Aufgabenstellung A:
Gib aus dem Text über Doping in der Bundesrepublik den Abschnitt wörtlich wieder, der mit „Claudia Lepping im“ beginnt und mit „alten Bundesrepublik gedopt?“ endet.
Aufgabenstellung B:
Fasse den Absatz des Textes über Doping in der Bundesrepublik, der mit „Nana Brink: Nach dem Wirbel“ beginnt, als kurze Stichpunktliste zusammen und behalte dabei seine wichtigsten Fakten bei.

Seitentext:
◇ ◇ ◇
Kritik an Leistungsvorgaben des Leichtathletikverbandes

Claudia Lepping im Gespräch mit Nana Brink · 06.08.2013
Dass in der Bundesrepublik in der Vergangenheit massiv gedopt wurde, hat die ehemalige Leichtathletin Claudia Lepping als Jugendliche selbst erfahren. In einem Umfeld, "in dem organisierte Verantwortungslosigkeit herrscht", sei es leicht, Jugendliche entsprechend zu manipulieren.
Nana Brink: Nach dem Wirbel um die Studie über die Dopingvergangenheit in der Bundesrepublik ist nun Bewegung in den Fall gekommen. Seit gestern steht ja der Abschlussbericht auf der Homepage des Bundesinstituts für Sportwissenschaft. Eine Forschergruppe der Berliner Humboldt-Universität hatte ja die Dopingvergangenheit in der Bundesrepublik untersucht, und nun ist wieder die alte Frage entbrannt, wie systematisch wurde denn in der alten Bundesrepublik gedopt?

Der Deutsche Olympische Sportbund hat schon auf diese Studie reagiert und spricht jetzt in Gestalt des Präsidenten Thomas Bach ganz deutliche Worte, und zwar: Wir wollen Klarheit und Offenheit. Das wollen wir auch. Claudia Lepping, ehemalige Leichtathletin, Journalistin und Initiatorin der Plattform "Dopingalarm", schönen guten Morgen, Frau Lepping!

Claudia Lepping: Schönen guten Morgen!

Brink: Auf Ihrer Plattform versammeln sich vor allem Athleten, die sprechen über Doping auch in der Vergangenheit. Gab es ein Doping-System in der Bundesrepublik?
◇ ◇ ◇
Angezeigte Daten:
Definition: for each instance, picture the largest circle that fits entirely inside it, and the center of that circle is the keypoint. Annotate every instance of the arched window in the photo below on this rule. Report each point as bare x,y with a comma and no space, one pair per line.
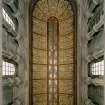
◇ ◇ ◇
Lösung A:
Claudia Lepping im Gespräch mit Nana Brink · 06.08.2013
Dass in der Bundesrepublik in der Vergangenheit massiv gedopt wurde, hat die ehemalige Leichtathletin Claudia Lepping als Jugendliche selbst erfahren. In einem Umfeld, "in dem organisierte Verantwortungslosigkeit herrscht", sei es leicht, Jugendliche entsprechend zu manipulieren.
Nana Brink: Nach dem Wirbel um die Studie über die Dopingvergangenheit in der Bundesrepublik ist nun Bewegung in den Fall gekommen. Seit gestern steht ja der Abschlussbericht auf der Homepage des Bundesinstituts für Sportwissenschaft. Eine Forschergruppe der Berliner Humboldt-Universität hatte ja die Dopingvergangenheit in der Bundesrepublik untersucht, und nun ist wieder die alte Frage entbrannt, wie systematisch wurde denn in der alten Bundesrepublik gedopt?

Lösung B:
- Nach dem Wirbel um die Studie über die Dopingvergangenheit der Bundesrepublik ist Bewegung in den Fall gekommen.
- Seit gestern steht der Abschlussbericht auf der Homepage des Bundesinstituts für Sportwissenschaft.
- Eine Forschergruppe der Berliner Humboldt-Universität hatte die Dopingvergangenheit in der Bundesrepublik untersucht.
- Erneut stellt sich die Frage, wie systematisch in der alten Bundesrepublik gedopt wurde.